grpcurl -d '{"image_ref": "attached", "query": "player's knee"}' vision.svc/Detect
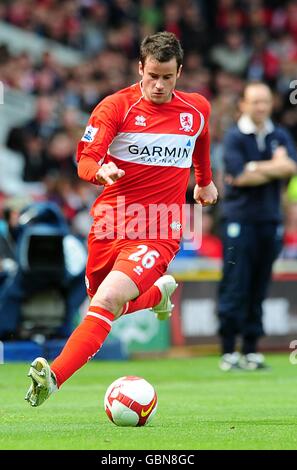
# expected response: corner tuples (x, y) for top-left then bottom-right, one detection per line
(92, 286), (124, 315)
==
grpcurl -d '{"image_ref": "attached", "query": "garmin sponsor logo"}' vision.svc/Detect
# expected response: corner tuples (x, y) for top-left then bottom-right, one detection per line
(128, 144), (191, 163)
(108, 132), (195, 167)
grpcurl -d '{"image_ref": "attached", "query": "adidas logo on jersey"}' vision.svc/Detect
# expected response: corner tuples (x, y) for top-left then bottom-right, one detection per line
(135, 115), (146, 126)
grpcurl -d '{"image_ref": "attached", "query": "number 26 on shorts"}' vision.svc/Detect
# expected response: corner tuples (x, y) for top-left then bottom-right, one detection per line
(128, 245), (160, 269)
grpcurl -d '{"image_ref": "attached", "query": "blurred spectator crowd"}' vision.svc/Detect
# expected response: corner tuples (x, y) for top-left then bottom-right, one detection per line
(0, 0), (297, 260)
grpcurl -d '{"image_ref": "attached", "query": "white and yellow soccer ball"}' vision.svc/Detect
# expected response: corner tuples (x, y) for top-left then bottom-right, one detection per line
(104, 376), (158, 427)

What is needed:
Every line of the entries that includes "attached" must be copied into the answer.

Written solution:
grpcurl -d '{"image_ref": "attached", "query": "player's knee"}' vision.svc/Detect
grpcurl -d '{"image_ref": "attached", "query": "garmin sponsor logo"}' vision.svc/Detect
grpcurl -d '{"image_ref": "attached", "query": "adidas logo on jersey"}' vision.svc/Detect
grpcurl -d '{"image_ref": "attached", "query": "number 26 on shorts"}' vision.svc/Detect
grpcurl -d '{"image_ref": "attached", "query": "blurred spectator crowd"}' vision.svc/Detect
grpcurl -d '{"image_ref": "attached", "query": "white and yellow soccer ball"}' vision.svc/Detect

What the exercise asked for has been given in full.